*RECORDS FOR THE EXERCISE*.
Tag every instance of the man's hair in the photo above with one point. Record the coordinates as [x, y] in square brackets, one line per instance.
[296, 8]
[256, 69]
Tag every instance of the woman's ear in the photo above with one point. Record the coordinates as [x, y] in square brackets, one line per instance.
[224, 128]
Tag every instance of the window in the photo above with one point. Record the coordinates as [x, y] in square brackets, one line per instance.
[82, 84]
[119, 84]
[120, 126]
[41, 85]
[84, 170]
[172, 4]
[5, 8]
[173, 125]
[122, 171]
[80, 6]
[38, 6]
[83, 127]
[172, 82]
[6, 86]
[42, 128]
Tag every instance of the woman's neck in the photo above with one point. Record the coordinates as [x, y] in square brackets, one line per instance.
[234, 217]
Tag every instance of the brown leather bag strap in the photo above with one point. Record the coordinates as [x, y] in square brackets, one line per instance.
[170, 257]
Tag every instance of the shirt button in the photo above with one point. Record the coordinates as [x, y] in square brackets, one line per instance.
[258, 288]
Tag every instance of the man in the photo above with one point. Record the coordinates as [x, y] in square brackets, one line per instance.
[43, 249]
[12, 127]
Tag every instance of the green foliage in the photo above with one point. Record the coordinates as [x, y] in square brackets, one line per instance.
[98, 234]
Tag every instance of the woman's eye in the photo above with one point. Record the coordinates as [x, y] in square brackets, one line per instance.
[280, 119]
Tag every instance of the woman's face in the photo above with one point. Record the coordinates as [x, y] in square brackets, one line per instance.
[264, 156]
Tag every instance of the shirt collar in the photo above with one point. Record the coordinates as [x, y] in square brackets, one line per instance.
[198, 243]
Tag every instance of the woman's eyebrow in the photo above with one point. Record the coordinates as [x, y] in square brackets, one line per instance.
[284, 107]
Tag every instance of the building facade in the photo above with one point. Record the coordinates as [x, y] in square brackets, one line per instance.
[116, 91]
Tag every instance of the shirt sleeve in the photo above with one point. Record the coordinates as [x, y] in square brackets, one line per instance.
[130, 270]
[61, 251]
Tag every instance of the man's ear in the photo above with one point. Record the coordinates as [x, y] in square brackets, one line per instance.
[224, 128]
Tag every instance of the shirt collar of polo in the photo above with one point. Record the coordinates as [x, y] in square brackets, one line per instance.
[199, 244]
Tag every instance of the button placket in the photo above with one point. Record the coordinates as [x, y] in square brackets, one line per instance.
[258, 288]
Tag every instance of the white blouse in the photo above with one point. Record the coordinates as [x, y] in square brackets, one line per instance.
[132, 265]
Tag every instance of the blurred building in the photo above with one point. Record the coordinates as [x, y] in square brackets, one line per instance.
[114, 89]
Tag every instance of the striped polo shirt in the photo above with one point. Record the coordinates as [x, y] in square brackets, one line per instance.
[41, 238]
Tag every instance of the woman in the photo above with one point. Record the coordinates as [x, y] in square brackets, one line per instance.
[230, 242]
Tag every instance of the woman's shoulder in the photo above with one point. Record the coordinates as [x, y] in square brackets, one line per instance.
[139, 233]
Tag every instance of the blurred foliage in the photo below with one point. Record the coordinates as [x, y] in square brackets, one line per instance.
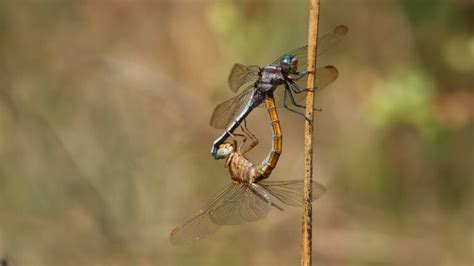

*TO BE DONE*. Switch "Tag" to "Mark" everywhere in the records above, leaving every other word and point as it is. Omit the picture from your rewritten version.

*ANSWER TO THE EXERCISE*.
Mark every instance of the man's hair in the photo above with one point. Record the coordinates as [x, y] in square brackets, one line per instance.
[296, 8]
[256, 69]
Mark every instance of the woman's ear in the photo above with one point. Record the coordinates as [x, y] in square brackets, one line per instance.
[224, 128]
Mark every instance of the window in the photo above with one point. Record the coordinates as [x, y] in square brackets, one line per instance.
[82, 84]
[119, 84]
[120, 126]
[41, 85]
[84, 170]
[172, 4]
[5, 8]
[173, 125]
[122, 171]
[80, 6]
[38, 6]
[83, 127]
[172, 82]
[6, 86]
[42, 128]
Mark every instance of the woman's neck in the photo above with one point. Record the coordinates as [x, y] in square brackets, one line per instance.
[234, 217]
Mark every instance of the brown leather bag strap in the photo above with one point. Record the coordinates as [x, y] in square brackets, one line per instance.
[170, 257]
Mark every instance of the shirt button in the photo above with one point. Record the coordinates as [x, y] in square brackets, one line per instance.
[258, 288]
Mark every instance of the man in the photo above with one point. Record the coordinates as [x, y] in square brackets, one line per instance.
[43, 249]
[12, 127]
Mark every instance of the green foliage in the photo above with one point. Record the coordinates as [x, y] in square brackets, one line per instance.
[98, 234]
Mark every instance of the woman's eye in the photo above with one point. Record the coordinates as [x, y] in square brackets, one line per instance.
[280, 119]
Mark every instance of the woman's face in the photo above with one point. Record the coordinates as [x, y] in square brackets, one line per instance.
[264, 156]
Mark every instance of the shirt collar in the photo above with one point. Record the coordinates as [x, y] in square brackets, one line per instance.
[198, 243]
Mark every instance of the woman's eyebrow in the photo above with one point. Record the coordinates as [x, y] in square brackets, one line per instance.
[284, 107]
Mark every instance of the building facade in the photo above with one point. Record the coordinates as [x, y] in square brackets, one line per instance.
[116, 91]
Mark every instance of the shirt sleeve in the photo above with one point. Record the coordinates as [x, y] in square brackets, one line per instance.
[130, 270]
[61, 251]
Mark every instance of the man's ear in the photo above with one point. Record the coordinates as [x, y] in square brackets, one line per instance.
[224, 128]
Mark every instance of the shirt collar of polo in the photo above with one point. Record the coordinates as [x, y] in square brackets, one line per instance.
[199, 244]
Mark every instance of the button placket in the photo above with one point. Record the coordinates as [x, y] in square brackets, one line per instance.
[258, 288]
Mark every instance of the white blouse in the photo above with one point. Record the coordinates as [x, y] in square brackets, one line per instance.
[132, 265]
Mark every instance of the blurred building in the photo above with one point. Record the coordinates as [x, y] in square brackets, one line per instance.
[114, 89]
Mark every instance of the striped polo shirt in the photo above with one point. Record the coordinates as [x, y] in square brackets, one line per instance.
[41, 238]
Mark every instance of the woman in the photo above with one point. Record the coordinates as [x, y] in square brackets, one line per instance.
[230, 242]
Mark every instance of the woman's shoulder in the photo above with one point. Record the coordinates as [x, y] in square brackets, one line per instance.
[139, 233]
Mark every instance of the blurred foliage in the photo below with one point. Record the coordinates as [x, y] in square brackets, one line per instance.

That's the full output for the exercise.